TRY IT:
Return all the data exactly, keeping the pictures out.
** DATA FOR PROCESSING follows **
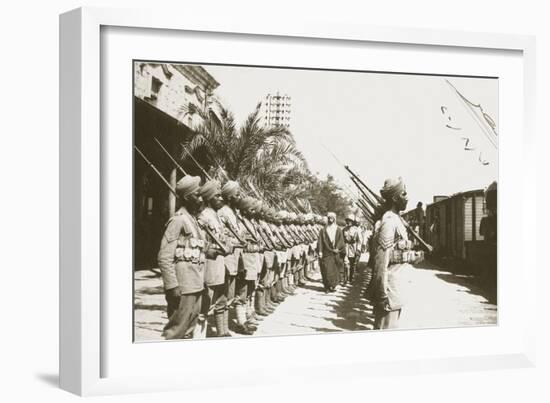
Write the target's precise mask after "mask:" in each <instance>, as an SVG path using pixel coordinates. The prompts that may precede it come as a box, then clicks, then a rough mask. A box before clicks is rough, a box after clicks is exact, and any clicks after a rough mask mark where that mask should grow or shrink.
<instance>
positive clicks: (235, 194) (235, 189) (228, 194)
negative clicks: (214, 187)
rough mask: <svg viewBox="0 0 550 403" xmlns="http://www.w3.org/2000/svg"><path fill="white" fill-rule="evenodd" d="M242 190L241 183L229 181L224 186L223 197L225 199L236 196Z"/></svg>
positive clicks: (223, 187) (223, 188) (222, 187)
mask: <svg viewBox="0 0 550 403" xmlns="http://www.w3.org/2000/svg"><path fill="white" fill-rule="evenodd" d="M240 189H241V186H240V185H239V182H235V181H227V182H226V183H225V184H224V185H223V186H222V196H223V197H224V198H228V197H231V196H236V195H237V194H238V193H239V190H240Z"/></svg>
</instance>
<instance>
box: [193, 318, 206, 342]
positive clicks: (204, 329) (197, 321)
mask: <svg viewBox="0 0 550 403" xmlns="http://www.w3.org/2000/svg"><path fill="white" fill-rule="evenodd" d="M207 327H208V323H207V321H206V319H205V318H199V320H197V323H196V324H195V329H193V338H194V339H206V329H207Z"/></svg>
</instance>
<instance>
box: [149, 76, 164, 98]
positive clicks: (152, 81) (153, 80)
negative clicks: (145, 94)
mask: <svg viewBox="0 0 550 403" xmlns="http://www.w3.org/2000/svg"><path fill="white" fill-rule="evenodd" d="M160 87H162V81H160V80H159V79H158V78H156V77H153V78H152V79H151V98H153V99H157V97H158V94H159V92H160Z"/></svg>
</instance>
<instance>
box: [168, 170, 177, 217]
mask: <svg viewBox="0 0 550 403" xmlns="http://www.w3.org/2000/svg"><path fill="white" fill-rule="evenodd" d="M176 175H177V171H176V168H173V169H172V170H171V171H170V186H172V189H175V188H176V180H177V179H176V178H177V177H176ZM168 213H169V214H170V217H172V216H173V215H174V214H175V213H176V195H174V193H173V192H171V191H168Z"/></svg>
** End of DATA FOR PROCESSING **
RESPONSE BELOW:
Write the target's precise mask after "mask:" in each <instance>, as an SVG path using pixel coordinates. The prompts that may precede it come as a box, then clicks, then a rough mask. A box before clicks is rough, a box after clicks is exact, and any clicks after a rough mask mark where that mask should grow or shrink.
<instance>
positive clicks: (235, 194) (235, 189) (228, 194)
negative clicks: (214, 187)
rough mask: <svg viewBox="0 0 550 403" xmlns="http://www.w3.org/2000/svg"><path fill="white" fill-rule="evenodd" d="M242 190L241 183L229 181L224 186L223 197L225 199L236 196Z"/></svg>
positive clicks: (223, 187) (223, 188) (222, 187)
mask: <svg viewBox="0 0 550 403" xmlns="http://www.w3.org/2000/svg"><path fill="white" fill-rule="evenodd" d="M240 189H241V186H240V185H239V182H235V181H227V182H226V183H225V184H224V185H223V186H222V196H223V197H224V198H228V197H231V196H236V195H237V194H238V193H239V190H240Z"/></svg>
</instance>
<instance>
box: [193, 318, 206, 342]
positive clicks: (204, 329) (197, 321)
mask: <svg viewBox="0 0 550 403" xmlns="http://www.w3.org/2000/svg"><path fill="white" fill-rule="evenodd" d="M207 327H208V323H207V321H206V319H205V318H199V320H197V323H196V324H195V329H193V338H194V339H206V329H207Z"/></svg>
</instance>
<instance>
box: [149, 76, 164, 98]
positive clicks: (152, 81) (153, 80)
negative clicks: (145, 94)
mask: <svg viewBox="0 0 550 403" xmlns="http://www.w3.org/2000/svg"><path fill="white" fill-rule="evenodd" d="M160 87H162V81H160V80H159V79H158V78H156V77H153V78H152V79H151V98H153V99H157V97H158V94H159V92H160Z"/></svg>
</instance>
<instance>
box: [168, 170, 177, 217]
mask: <svg viewBox="0 0 550 403" xmlns="http://www.w3.org/2000/svg"><path fill="white" fill-rule="evenodd" d="M176 175H177V171H176V168H173V169H172V170H171V171H170V186H172V189H175V188H176V180H177V179H176V178H177V177H176ZM168 213H169V214H170V217H172V216H173V215H174V214H175V213H176V195H174V193H173V192H171V191H168Z"/></svg>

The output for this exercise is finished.